Dataset entries:

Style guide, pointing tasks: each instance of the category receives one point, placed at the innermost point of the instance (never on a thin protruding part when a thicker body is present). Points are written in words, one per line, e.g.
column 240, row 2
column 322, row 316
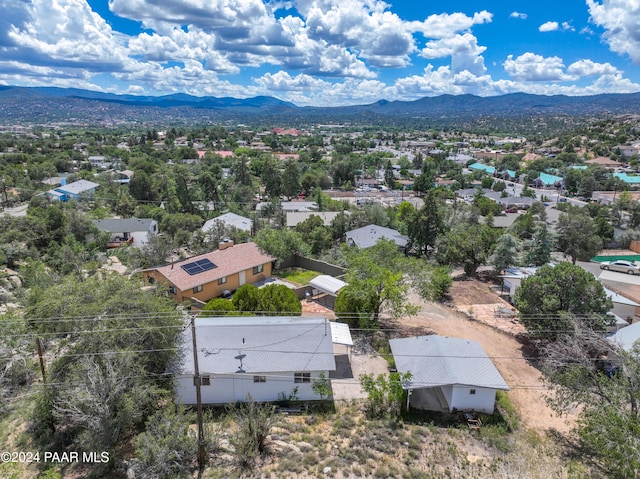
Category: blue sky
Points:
column 323, row 52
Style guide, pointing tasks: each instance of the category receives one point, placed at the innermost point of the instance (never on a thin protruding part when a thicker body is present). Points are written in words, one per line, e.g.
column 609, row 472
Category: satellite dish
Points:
column 240, row 357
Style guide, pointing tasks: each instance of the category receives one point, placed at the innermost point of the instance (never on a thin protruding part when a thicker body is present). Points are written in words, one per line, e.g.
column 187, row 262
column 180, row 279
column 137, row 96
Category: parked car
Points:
column 621, row 265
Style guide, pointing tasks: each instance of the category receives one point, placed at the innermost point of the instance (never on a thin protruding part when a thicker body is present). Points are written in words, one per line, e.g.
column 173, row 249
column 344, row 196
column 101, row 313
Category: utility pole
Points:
column 4, row 190
column 198, row 381
column 39, row 346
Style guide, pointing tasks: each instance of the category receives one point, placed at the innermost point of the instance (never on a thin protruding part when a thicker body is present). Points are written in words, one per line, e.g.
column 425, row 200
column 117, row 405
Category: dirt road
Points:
column 527, row 389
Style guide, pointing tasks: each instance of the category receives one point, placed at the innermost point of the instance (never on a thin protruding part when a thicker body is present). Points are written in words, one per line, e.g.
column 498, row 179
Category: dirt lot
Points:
column 527, row 389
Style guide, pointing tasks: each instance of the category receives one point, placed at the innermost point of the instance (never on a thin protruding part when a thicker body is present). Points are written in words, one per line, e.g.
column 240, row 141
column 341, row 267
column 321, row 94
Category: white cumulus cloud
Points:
column 549, row 27
column 621, row 22
column 532, row 67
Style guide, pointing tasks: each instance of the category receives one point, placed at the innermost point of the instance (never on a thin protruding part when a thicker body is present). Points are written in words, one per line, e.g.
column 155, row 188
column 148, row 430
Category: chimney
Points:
column 224, row 244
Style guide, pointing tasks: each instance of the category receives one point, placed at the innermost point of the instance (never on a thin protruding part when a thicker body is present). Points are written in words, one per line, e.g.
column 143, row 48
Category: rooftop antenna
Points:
column 240, row 357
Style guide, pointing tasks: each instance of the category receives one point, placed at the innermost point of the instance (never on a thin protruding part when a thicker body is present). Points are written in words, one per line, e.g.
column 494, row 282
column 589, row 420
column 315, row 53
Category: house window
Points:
column 302, row 378
column 258, row 269
column 204, row 381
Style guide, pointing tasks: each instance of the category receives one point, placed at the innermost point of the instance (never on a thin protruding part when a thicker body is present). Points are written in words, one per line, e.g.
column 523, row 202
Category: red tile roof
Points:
column 229, row 261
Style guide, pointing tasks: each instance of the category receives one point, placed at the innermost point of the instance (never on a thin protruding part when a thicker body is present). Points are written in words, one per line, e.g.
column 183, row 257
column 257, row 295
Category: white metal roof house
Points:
column 266, row 357
column 625, row 338
column 135, row 231
column 367, row 236
column 448, row 374
column 230, row 219
column 74, row 191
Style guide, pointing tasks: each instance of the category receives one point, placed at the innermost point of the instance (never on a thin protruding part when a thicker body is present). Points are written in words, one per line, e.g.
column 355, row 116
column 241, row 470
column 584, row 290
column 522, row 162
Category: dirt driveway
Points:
column 527, row 389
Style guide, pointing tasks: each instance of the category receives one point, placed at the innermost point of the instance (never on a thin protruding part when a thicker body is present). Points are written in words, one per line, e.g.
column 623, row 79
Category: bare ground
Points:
column 528, row 390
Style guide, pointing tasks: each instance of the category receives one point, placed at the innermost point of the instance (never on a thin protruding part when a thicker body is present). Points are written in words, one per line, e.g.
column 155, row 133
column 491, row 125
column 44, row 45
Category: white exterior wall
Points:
column 140, row 238
column 235, row 387
column 482, row 401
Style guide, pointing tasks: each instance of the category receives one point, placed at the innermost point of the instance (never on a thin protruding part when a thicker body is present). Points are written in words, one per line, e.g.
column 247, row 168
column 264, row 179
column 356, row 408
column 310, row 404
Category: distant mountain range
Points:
column 50, row 104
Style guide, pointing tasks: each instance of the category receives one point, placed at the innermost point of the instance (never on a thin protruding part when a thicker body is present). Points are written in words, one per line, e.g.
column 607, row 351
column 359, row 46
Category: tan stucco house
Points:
column 209, row 275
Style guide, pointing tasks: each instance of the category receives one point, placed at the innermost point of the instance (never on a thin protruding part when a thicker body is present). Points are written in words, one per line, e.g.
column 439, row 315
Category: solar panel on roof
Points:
column 198, row 266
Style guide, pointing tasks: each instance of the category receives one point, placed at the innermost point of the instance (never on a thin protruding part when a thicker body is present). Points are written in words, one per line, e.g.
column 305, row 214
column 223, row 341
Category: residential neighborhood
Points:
column 320, row 274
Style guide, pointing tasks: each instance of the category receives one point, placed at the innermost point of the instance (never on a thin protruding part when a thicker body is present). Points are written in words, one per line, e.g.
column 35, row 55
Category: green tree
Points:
column 505, row 253
column 549, row 299
column 282, row 244
column 246, row 298
column 166, row 449
column 386, row 396
column 253, row 425
column 219, row 307
column 103, row 373
column 538, row 249
column 291, row 178
column 271, row 178
column 376, row 279
column 607, row 392
column 425, row 225
column 467, row 245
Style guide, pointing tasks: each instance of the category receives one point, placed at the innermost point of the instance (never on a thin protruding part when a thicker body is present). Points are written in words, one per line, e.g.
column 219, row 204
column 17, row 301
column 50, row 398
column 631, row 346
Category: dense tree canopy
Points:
column 548, row 299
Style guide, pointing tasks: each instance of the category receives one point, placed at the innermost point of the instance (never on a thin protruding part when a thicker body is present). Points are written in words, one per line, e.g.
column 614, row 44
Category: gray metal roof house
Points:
column 447, row 374
column 367, row 236
column 266, row 357
column 134, row 231
column 230, row 219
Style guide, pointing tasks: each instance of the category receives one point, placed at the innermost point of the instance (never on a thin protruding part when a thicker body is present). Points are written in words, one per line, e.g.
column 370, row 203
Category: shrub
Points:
column 277, row 298
column 218, row 307
column 246, row 298
column 166, row 449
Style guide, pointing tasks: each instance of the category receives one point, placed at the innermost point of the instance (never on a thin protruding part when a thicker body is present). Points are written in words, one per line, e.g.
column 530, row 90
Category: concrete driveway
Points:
column 350, row 364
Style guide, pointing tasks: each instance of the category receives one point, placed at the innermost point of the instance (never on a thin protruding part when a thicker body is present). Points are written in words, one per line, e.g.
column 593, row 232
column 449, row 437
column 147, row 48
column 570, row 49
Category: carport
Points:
column 326, row 288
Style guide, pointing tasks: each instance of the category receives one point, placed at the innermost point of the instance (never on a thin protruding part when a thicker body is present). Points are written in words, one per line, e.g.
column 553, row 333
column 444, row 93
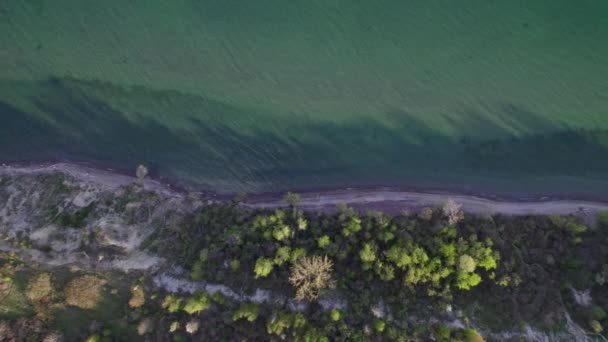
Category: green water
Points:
column 493, row 96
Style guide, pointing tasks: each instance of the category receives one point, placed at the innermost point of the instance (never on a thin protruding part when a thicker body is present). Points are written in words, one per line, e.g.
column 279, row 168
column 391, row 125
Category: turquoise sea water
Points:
column 488, row 96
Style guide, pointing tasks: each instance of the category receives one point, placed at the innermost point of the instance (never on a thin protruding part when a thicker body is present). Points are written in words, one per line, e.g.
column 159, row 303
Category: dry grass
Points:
column 84, row 292
column 40, row 287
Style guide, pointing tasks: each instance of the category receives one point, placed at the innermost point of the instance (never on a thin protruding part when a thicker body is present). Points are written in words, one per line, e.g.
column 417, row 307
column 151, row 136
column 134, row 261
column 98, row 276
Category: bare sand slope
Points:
column 392, row 201
column 400, row 201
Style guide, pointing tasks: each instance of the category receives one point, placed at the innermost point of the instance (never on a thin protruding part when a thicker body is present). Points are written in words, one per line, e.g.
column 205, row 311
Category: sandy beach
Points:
column 384, row 199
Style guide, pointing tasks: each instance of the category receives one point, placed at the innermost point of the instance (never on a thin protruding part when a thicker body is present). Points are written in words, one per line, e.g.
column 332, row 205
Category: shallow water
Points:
column 506, row 97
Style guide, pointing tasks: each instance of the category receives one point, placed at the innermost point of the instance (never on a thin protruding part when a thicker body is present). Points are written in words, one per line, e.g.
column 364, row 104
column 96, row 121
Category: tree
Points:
column 138, row 296
column 466, row 263
column 368, row 253
column 263, row 267
column 323, row 241
column 310, row 275
column 335, row 315
column 172, row 303
column 248, row 311
column 283, row 255
column 399, row 256
column 198, row 302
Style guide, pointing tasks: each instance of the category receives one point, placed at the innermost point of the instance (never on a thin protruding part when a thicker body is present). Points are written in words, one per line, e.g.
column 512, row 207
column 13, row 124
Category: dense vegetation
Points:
column 437, row 274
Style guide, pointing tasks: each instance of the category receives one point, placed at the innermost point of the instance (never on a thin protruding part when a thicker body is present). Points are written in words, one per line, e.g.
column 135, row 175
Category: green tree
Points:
column 466, row 264
column 369, row 252
column 248, row 311
column 172, row 303
column 283, row 255
column 323, row 241
column 263, row 267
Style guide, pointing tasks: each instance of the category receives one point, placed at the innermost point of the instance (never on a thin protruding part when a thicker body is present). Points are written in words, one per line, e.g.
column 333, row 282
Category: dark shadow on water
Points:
column 290, row 155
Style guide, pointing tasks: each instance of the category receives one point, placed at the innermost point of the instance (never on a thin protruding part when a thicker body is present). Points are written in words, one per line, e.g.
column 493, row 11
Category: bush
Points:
column 39, row 287
column 263, row 267
column 249, row 311
column 84, row 292
column 172, row 303
column 335, row 315
column 138, row 296
column 197, row 303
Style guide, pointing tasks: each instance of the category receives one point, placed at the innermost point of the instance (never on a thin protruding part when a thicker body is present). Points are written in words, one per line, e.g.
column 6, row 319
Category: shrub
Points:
column 172, row 303
column 138, row 296
column 84, row 292
column 335, row 315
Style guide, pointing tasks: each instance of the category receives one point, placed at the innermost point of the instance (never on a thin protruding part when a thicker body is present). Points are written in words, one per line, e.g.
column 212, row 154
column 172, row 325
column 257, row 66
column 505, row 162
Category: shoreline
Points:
column 393, row 200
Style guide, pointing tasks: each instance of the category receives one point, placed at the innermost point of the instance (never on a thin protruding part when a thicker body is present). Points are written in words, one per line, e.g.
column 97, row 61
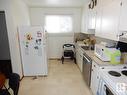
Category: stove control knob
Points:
column 124, row 67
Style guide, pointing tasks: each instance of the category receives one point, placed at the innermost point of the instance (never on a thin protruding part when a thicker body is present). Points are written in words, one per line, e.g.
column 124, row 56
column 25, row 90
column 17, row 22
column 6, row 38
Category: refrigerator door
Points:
column 32, row 50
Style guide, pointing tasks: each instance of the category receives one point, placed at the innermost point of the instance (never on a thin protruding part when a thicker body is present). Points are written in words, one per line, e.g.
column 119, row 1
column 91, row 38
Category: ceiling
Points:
column 55, row 3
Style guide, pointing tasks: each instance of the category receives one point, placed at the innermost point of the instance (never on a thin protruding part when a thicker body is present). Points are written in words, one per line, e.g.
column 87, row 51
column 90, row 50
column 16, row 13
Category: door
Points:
column 87, row 70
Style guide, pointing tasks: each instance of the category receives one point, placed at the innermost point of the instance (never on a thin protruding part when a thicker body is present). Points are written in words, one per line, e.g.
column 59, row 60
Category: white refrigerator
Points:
column 33, row 50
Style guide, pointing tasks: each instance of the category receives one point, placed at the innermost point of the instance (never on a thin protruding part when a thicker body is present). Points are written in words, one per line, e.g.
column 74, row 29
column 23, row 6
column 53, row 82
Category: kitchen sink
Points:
column 85, row 47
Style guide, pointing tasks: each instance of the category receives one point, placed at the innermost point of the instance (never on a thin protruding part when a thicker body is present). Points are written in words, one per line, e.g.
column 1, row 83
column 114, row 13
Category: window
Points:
column 59, row 23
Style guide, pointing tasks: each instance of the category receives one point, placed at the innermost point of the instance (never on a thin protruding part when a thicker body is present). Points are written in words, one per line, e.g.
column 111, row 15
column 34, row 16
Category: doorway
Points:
column 5, row 59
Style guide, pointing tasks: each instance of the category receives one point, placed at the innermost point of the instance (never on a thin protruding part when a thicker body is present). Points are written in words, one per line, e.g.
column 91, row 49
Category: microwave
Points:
column 100, row 52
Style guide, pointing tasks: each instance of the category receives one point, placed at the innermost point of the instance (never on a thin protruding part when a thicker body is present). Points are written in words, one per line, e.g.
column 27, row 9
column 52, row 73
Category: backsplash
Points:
column 98, row 40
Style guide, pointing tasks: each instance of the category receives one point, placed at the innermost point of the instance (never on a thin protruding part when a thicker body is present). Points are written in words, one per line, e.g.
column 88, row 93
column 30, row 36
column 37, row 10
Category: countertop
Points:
column 91, row 54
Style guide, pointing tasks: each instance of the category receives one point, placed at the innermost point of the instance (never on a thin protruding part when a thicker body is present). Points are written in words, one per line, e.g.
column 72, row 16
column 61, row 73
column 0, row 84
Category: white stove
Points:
column 113, row 81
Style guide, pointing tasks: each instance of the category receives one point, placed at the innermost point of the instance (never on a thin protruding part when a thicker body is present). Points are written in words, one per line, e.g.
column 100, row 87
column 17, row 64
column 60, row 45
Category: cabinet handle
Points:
column 121, row 3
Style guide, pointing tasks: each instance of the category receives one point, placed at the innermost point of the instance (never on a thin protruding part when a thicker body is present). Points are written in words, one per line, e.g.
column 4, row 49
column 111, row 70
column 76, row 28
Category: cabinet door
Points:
column 94, row 78
column 123, row 17
column 98, row 31
column 110, row 19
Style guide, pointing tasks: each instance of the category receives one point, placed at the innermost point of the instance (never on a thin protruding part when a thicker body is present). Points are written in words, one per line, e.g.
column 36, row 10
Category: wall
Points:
column 4, row 44
column 14, row 19
column 56, row 41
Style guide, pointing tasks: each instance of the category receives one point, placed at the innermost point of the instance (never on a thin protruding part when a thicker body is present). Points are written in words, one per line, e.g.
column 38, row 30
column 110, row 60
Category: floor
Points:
column 63, row 79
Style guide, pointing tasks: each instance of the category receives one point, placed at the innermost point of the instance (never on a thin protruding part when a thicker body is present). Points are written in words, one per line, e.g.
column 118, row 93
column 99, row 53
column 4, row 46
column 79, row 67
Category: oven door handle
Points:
column 86, row 59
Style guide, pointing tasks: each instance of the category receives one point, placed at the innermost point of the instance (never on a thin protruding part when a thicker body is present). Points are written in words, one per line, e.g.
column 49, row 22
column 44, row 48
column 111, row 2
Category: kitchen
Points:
column 96, row 28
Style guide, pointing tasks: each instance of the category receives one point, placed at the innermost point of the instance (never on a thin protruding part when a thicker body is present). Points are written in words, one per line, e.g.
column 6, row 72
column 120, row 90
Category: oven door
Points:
column 108, row 91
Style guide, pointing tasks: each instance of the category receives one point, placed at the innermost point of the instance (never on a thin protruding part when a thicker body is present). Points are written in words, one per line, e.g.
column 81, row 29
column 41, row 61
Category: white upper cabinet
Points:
column 88, row 20
column 123, row 17
column 107, row 22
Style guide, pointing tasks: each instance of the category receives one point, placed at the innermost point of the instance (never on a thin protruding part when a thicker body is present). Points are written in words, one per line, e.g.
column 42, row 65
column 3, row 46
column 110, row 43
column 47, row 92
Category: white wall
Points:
column 56, row 41
column 4, row 44
column 16, row 14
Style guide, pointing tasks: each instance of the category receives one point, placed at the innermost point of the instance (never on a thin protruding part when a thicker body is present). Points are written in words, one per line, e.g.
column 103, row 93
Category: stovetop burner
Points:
column 124, row 72
column 114, row 73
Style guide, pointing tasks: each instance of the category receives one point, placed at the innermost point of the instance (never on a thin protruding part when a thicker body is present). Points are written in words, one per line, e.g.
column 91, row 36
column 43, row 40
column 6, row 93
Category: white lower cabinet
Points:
column 94, row 78
column 79, row 58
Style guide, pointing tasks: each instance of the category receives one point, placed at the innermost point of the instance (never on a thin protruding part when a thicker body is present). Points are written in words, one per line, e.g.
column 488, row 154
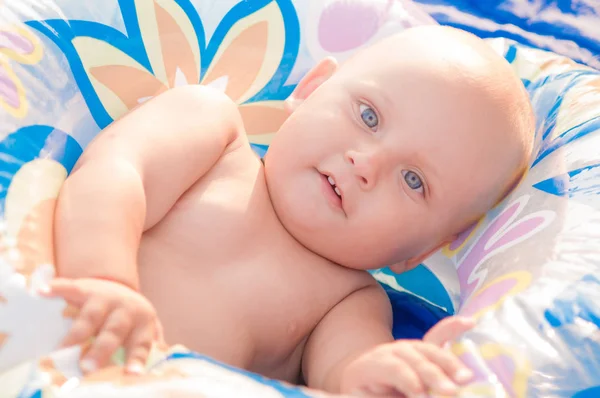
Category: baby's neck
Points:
column 286, row 243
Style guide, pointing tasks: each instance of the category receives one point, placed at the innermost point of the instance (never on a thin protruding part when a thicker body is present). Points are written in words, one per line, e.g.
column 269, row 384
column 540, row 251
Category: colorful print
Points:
column 165, row 46
column 503, row 232
column 17, row 44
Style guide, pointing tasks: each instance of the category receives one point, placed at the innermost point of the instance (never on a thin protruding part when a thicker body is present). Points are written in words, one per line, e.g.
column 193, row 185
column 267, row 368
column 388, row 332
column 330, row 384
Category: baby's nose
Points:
column 365, row 166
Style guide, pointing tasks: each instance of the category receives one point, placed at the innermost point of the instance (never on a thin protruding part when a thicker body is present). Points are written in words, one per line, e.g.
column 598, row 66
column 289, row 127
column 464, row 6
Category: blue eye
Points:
column 369, row 116
column 413, row 180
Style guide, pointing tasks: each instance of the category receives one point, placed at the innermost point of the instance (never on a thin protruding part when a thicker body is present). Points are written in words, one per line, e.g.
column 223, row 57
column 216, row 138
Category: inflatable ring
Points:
column 528, row 271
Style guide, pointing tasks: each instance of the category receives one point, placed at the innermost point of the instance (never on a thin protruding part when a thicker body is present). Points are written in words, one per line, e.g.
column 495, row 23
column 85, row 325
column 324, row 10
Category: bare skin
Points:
column 264, row 267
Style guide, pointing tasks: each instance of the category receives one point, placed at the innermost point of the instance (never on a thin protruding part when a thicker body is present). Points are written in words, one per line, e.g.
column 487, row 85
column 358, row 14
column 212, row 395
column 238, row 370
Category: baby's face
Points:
column 388, row 159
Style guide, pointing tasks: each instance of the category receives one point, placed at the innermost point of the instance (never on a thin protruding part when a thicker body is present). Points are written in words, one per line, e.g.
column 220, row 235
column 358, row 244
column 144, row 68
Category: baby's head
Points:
column 421, row 133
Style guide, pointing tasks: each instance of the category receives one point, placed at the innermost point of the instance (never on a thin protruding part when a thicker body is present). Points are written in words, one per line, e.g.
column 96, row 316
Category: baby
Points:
column 169, row 215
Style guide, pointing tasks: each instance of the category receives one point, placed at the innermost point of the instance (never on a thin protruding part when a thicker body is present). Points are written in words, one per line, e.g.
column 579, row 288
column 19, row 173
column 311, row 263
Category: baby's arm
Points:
column 352, row 351
column 131, row 175
column 125, row 182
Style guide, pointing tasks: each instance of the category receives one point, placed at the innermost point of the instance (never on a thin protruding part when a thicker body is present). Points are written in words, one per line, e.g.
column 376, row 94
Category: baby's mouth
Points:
column 335, row 188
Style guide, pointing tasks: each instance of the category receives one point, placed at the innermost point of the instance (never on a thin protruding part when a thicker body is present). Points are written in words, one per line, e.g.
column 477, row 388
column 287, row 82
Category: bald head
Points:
column 459, row 89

Task requirements: Put each line from the start of the items through the line holding "column 621, row 265", inclusive, into a JSON list of strings with one string per line. Skip blank lines and leave the pictures out.

Response to the exercise:
[
  "Style guide, pointing tasks: each instance of the category receives one point, placed at the innermost point of the instance (never on a thin protruding part when a thicker body is present). Points are written in words, one per line, e.g.",
  "column 240, row 2",
  "column 322, row 316",
  "Category: blue sky",
  "Points:",
  "column 323, row 52",
  "Style guide, pointing tasks: each instance of the category receives one point, placed at the innermost point of the instance (never on a thin protruding part when a thicker body is present). Points are written in words, one per line, e.g.",
  "column 609, row 472",
  "Category: satellite dish",
  "Points:",
  "column 240, row 357",
  "Style guide, pointing tasks: each instance of the category receives one point, placed at the innermost point of the instance (never on a thin protruding part when a thicker body is present). Points are written in words, one per line, e.g.",
  "column 187, row 262",
  "column 180, row 279",
  "column 137, row 96",
  "Category: parked car",
  "Points:",
  "column 621, row 265"
]